• [What to do]:
1. List the titles of all related reads named at the start of the article on the Superpowers framework below.
2. Proceed with the article on the Superpowers framework below, writing on from its final sentence.

• [Document excerpt]:

Inside Superpowers: The Framework That Forces AI to Engineer

Related reads: Agentic Engineering Methodologies: Superpowers vs OpenSpec · Subagents in OpenCode · TDD and AI in Android Development

If you’ve spent any significant time building software with AI agents, you know the cycle. You start with a brilliant idea, write a detailed prompt, and hit enter. The agent writes 500 lines of code. You run it. It crashes. You paste the error back. It writes another 200 lines, fixing the error but silently breaking an unrelated feature. Two hours later, you are drowning in a sea of context-polluted chat history, manually reverting files and questioning why you didn’t just write the code yourself.

This is the reality of unconstrained AI generation. Large Language Models are probabilistic text engines; without strict guardrails, they drift. They hallucinate APIs, forget edge cases, and abandon architectural patterns the moment a bug appears.

Enter Superpowers.

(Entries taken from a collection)

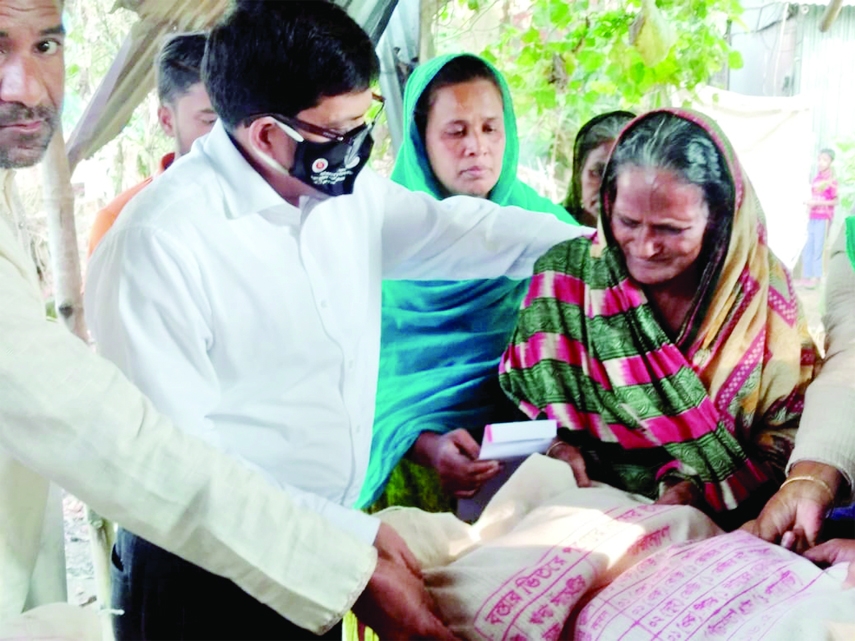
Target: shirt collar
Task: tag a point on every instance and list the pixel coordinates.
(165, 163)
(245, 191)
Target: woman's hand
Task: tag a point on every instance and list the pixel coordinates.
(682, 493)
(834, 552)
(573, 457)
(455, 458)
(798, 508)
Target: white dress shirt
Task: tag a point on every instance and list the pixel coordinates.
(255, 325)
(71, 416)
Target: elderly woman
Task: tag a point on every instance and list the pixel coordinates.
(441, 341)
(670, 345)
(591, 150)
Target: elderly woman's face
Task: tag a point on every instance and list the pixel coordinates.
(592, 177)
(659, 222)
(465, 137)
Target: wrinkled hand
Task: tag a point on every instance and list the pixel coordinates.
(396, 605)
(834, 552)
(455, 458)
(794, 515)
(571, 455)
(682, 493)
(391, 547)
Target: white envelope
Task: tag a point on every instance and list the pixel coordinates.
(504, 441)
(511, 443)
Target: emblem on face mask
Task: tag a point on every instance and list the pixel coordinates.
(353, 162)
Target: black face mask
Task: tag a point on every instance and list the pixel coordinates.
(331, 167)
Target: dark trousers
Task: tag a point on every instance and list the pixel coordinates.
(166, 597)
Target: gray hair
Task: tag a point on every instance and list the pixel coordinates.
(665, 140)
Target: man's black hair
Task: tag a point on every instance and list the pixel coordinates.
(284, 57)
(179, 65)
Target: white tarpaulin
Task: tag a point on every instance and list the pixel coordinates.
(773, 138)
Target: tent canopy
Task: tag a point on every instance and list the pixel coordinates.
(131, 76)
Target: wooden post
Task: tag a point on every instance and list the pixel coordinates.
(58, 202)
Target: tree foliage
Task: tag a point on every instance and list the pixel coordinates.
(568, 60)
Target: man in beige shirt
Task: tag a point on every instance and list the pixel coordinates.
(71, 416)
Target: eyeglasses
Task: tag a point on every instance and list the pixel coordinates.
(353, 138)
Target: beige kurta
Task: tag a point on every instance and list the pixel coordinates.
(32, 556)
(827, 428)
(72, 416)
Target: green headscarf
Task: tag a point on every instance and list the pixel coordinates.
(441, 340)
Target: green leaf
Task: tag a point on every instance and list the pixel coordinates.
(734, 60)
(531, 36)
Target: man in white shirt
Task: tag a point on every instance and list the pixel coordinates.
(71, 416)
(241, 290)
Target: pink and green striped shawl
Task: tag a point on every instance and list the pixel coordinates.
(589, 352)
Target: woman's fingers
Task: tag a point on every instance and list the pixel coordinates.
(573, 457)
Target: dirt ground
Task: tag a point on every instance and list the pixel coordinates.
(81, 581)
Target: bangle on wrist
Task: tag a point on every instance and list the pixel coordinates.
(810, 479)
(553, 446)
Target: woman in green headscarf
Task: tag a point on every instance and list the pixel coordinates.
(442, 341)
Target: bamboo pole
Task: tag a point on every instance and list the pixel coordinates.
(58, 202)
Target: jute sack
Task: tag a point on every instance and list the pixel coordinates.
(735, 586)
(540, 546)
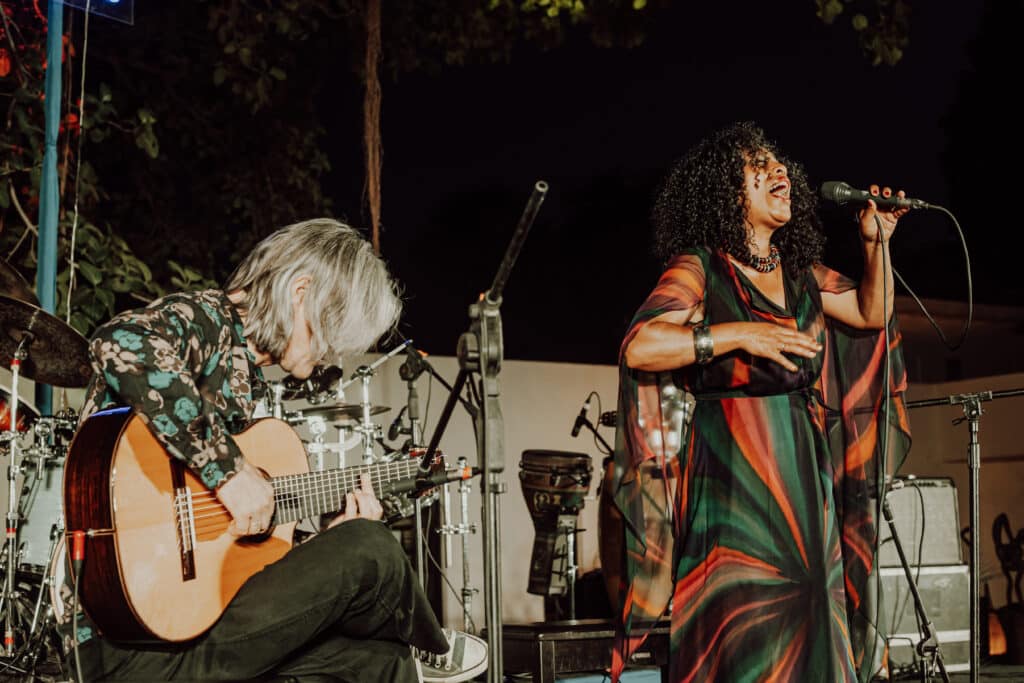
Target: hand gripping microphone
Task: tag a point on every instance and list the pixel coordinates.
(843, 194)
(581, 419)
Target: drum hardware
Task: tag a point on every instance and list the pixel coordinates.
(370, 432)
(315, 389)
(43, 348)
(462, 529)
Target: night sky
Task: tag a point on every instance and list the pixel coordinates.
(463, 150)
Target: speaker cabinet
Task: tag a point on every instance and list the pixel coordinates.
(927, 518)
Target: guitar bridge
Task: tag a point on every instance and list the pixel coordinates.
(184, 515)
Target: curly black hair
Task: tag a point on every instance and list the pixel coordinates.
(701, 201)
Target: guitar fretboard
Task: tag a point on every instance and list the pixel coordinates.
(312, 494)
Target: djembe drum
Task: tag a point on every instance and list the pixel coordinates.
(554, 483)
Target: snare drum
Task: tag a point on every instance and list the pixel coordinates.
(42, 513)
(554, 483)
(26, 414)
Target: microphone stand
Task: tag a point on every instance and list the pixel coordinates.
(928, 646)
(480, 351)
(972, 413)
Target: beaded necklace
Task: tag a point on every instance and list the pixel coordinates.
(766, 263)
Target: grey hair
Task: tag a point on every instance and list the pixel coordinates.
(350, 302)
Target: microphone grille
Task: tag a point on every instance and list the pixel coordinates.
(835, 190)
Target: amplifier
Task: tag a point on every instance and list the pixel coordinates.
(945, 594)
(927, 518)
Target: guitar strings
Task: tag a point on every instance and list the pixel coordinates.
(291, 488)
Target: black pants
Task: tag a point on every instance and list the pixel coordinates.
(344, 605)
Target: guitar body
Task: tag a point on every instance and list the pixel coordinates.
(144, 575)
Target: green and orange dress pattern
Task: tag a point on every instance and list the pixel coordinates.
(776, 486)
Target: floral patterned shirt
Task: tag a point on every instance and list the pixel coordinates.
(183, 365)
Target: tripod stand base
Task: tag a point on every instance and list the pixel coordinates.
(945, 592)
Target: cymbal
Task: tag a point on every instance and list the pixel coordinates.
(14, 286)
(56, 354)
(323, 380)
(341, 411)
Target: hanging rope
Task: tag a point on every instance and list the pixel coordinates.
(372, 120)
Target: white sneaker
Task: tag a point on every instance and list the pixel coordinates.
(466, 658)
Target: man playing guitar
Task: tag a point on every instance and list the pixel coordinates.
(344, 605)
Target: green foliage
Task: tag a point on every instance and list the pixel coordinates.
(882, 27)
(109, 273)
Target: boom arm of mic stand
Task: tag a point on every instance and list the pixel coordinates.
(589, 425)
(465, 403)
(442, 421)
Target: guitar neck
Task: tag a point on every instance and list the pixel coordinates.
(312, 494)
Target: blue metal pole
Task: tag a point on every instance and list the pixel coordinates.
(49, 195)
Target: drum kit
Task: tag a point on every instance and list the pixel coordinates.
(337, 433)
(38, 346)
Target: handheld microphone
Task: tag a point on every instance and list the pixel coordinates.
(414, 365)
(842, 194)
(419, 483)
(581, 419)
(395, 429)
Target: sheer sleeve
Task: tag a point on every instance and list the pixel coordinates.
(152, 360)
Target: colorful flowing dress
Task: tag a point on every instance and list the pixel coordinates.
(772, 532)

• [Responses to the exercise]:
1.
Agentic Engineering Methodologies: Superpowers vs OpenSpec
Subagents in OpenCode
TDD and AI in Android Development

2.
Developed by Jesse Vincent, Superpowers is not just another wrapper or a set of clever prompts. It describes itself as a “complete software development methodology for your coding agents.” After spending weeks dissecting its source code and running it through the paces on the ArceApps portfolio, I can confidently say it is the most opinionated, rigorous, and fascinating approach to AI coding currently available.

In my previous article, I compared Superpowers to OpenSpec, highlighting the philosophical differences between process-oriented and artifact-oriented frameworks. Today, we are going all the way down the rabbit hole. We will look at exactly how Superpowers works, how its “skills” are structured, why its use of parallel subagents is a stroke of genius, and where the framework falls short.

The Foundation: Composable Skills

To understand Superpowers, you have to understand how it interfaces with the AI. Superpowers is designed to run inside an existing agent harness, such as Claude Code, Codex CLI, or Cursor.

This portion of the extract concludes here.